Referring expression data
▼▼▼

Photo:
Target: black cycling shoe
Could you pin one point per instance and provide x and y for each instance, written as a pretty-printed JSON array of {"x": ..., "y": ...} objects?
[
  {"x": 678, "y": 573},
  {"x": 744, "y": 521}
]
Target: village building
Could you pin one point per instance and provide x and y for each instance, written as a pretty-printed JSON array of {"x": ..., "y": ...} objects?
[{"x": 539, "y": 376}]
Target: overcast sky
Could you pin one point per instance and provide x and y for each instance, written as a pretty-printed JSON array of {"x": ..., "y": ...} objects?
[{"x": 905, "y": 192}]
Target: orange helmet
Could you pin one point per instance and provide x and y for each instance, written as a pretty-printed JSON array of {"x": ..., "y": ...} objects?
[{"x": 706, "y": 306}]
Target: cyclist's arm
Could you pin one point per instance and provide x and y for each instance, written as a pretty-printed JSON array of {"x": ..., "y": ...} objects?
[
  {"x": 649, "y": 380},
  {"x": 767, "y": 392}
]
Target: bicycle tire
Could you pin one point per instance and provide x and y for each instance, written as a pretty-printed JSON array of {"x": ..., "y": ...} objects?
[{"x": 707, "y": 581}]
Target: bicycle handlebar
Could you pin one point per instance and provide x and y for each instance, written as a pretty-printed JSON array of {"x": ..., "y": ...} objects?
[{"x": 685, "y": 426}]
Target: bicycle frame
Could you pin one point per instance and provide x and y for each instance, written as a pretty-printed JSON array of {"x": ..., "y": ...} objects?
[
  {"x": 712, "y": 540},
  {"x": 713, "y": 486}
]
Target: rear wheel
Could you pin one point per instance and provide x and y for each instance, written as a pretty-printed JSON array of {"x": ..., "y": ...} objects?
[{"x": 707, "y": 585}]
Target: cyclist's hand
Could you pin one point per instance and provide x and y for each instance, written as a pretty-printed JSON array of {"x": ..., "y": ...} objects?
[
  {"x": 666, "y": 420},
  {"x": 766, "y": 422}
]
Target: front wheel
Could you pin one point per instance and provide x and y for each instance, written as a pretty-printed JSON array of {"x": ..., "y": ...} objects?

▲▲▲

▶ TASK REQUIREMENTS
I would like you to output every record exactly as written.

▶ EXERCISE OUTPUT
Photo:
Target: black cycling shoe
Could you pin one point per instance and provide x and y for each instance, written as a pretty-printed JSON array of {"x": ..., "y": ...} objects?
[
  {"x": 678, "y": 573},
  {"x": 744, "y": 521}
]
Target: village building
Could you pin one point per instance and provide x and y for each instance, written as a pretty-printed JSON array of {"x": ..., "y": ...} objects?
[{"x": 539, "y": 376}]
Target: overcast sky
Could you pin one point per instance and provide x and y for each instance, written as a pretty-printed JSON array of {"x": ..., "y": ...} objects?
[{"x": 905, "y": 192}]
Target: orange helmet
Could you pin one point per instance and provide x and y for each instance, written as a pretty-printed JSON array of {"x": ..., "y": ...} objects?
[{"x": 706, "y": 306}]
Target: cyclist's arm
Could you pin one point per instance and provide x and y for each instance, written as a pretty-printed JSON array of {"x": ..., "y": ...} objects?
[
  {"x": 649, "y": 380},
  {"x": 767, "y": 392}
]
Target: bicycle tire
Could you pin one point per instance and provide x and y for each instance, written as a pretty-printed JSON array of {"x": ..., "y": ...} objects?
[{"x": 707, "y": 581}]
Target: bicycle handlebar
Could you pin one point per instance and provide x and y for each instance, written as a pretty-printed JSON array of {"x": ..., "y": ...} objects?
[{"x": 685, "y": 426}]
Target: bicycle frame
Could you pin one point per instance and provide x and y for each instance, written as a pretty-printed JSON array of {"x": ..., "y": ...} objects?
[
  {"x": 712, "y": 540},
  {"x": 713, "y": 486}
]
Target: rear wheel
Could you pin one point per instance and provide x and y for each instance, written as a pretty-printed JSON array of {"x": ..., "y": ...} objects?
[{"x": 707, "y": 585}]
Target: cyclist's hand
Could you pin one point per instance and provide x and y for each instance, written as a pretty-printed JSON array of {"x": ..., "y": ...} objects?
[
  {"x": 666, "y": 420},
  {"x": 766, "y": 422}
]
Target: front wheel
Could you pin one point per instance and provide x and y for each instance, written as a pretty-printed JSON array of {"x": ..., "y": ...} objects?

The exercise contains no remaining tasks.